§ **GIVEN PROBLEM**:
Please format the records below as a two-column CSV with the header row request,answer and one row per record. Put each record's text and its answer in their own quoted fields, turn line breaks into spaces, and leave out the pictures.

§ **ENTRIES SHOWN**:
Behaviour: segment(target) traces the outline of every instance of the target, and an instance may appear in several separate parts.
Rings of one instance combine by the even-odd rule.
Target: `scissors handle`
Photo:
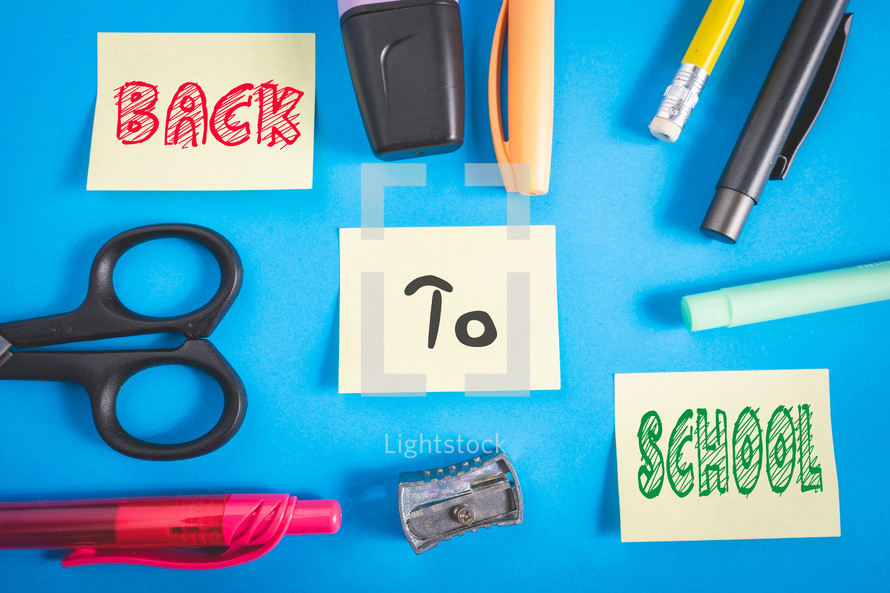
[[[184,443],[151,443],[137,439],[121,426],[117,416],[121,387],[139,371],[161,365],[190,366],[219,383],[222,414],[204,436]],[[80,383],[90,395],[93,420],[105,442],[124,455],[151,461],[190,459],[215,451],[231,440],[247,411],[244,384],[207,340],[186,340],[172,350],[15,352],[0,366],[0,379]]]
[[[197,241],[219,264],[220,284],[203,307],[175,317],[148,317],[128,309],[114,290],[114,267],[124,253],[153,239],[180,237]],[[108,241],[96,255],[83,304],[62,315],[0,325],[0,335],[16,348],[37,348],[121,336],[178,332],[189,339],[206,338],[241,290],[241,258],[225,237],[189,224],[159,224],[126,231]]]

§ **SOLUTION TO THE PROBLEM**:
request,answer
"Behaviour: segment(target) traces the outline of every instance of the target, and an instance may appear in several separate parts. Rings of one instance combine by the even-odd rule. Target: `scissors handle` Photo:","[[[184,443],[151,443],[137,439],[121,426],[117,416],[121,387],[139,371],[161,365],[190,366],[219,383],[222,414],[204,436]],[[80,383],[90,395],[93,420],[105,442],[124,455],[151,461],[190,459],[215,451],[231,440],[247,411],[244,384],[207,340],[186,340],[172,350],[15,352],[0,366],[0,379]]] [[[197,241],[219,264],[220,284],[203,307],[175,317],[148,317],[128,309],[114,290],[114,267],[124,253],[153,239],[180,237]],[[108,241],[96,255],[83,304],[62,315],[0,325],[0,335],[16,348],[37,348],[121,336],[178,332],[189,339],[206,338],[241,290],[241,258],[225,237],[189,224],[159,224],[126,231]]]"